Records to process:
******

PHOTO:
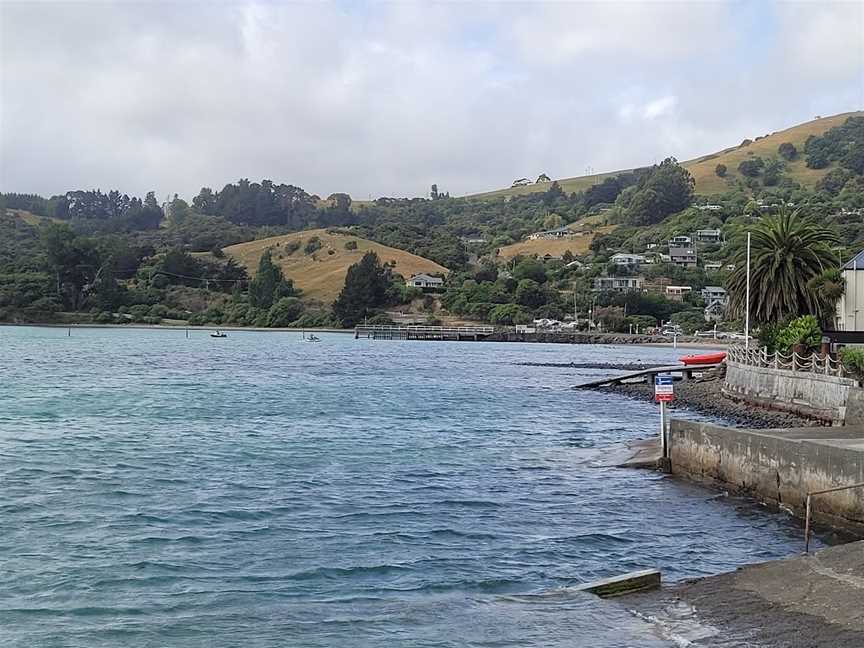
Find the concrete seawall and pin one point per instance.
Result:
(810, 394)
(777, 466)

******

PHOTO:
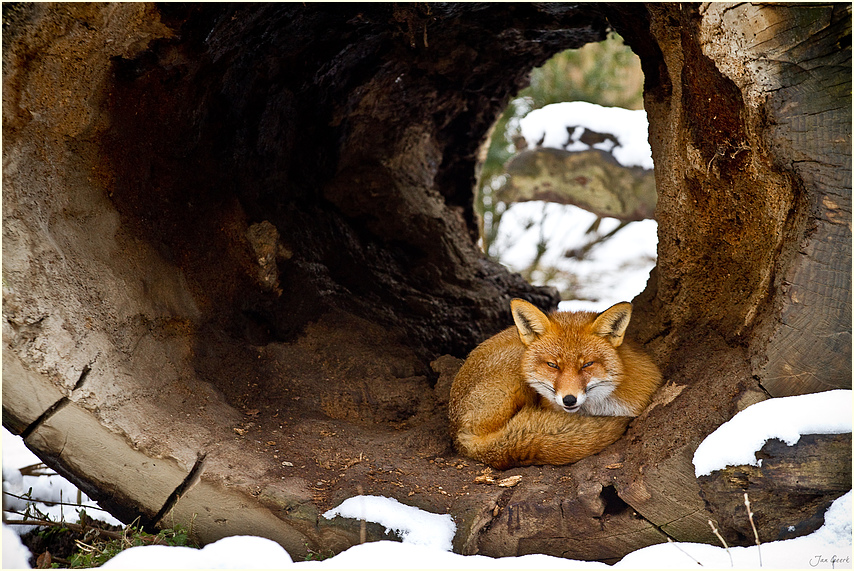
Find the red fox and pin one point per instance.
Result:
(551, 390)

******

Task description: Say how many lines in the listing above include the word "instance". Nothing but the number is needed.

Result for this exercise: 2